Point labeling dataset excerpts:
————————
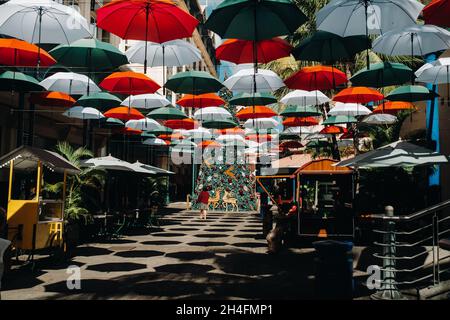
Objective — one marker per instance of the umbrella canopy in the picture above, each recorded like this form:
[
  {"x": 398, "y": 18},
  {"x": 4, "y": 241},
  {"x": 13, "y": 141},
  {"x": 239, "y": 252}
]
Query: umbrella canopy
————————
-- GIVEN PROBLEM --
Revise the data above by changing every "umbrella canopy" to "beach umbrella" and keeping everything else unchanged. Leave the pictures out of your answer.

-- ANSWER TO THE EXERCISE --
Objective — one marker per instance of the beach umbrella in the picture above, each recorded like this form:
[
  {"x": 398, "y": 18},
  {"x": 4, "y": 241},
  {"x": 13, "y": 141},
  {"x": 239, "y": 252}
]
Query: beach umbrella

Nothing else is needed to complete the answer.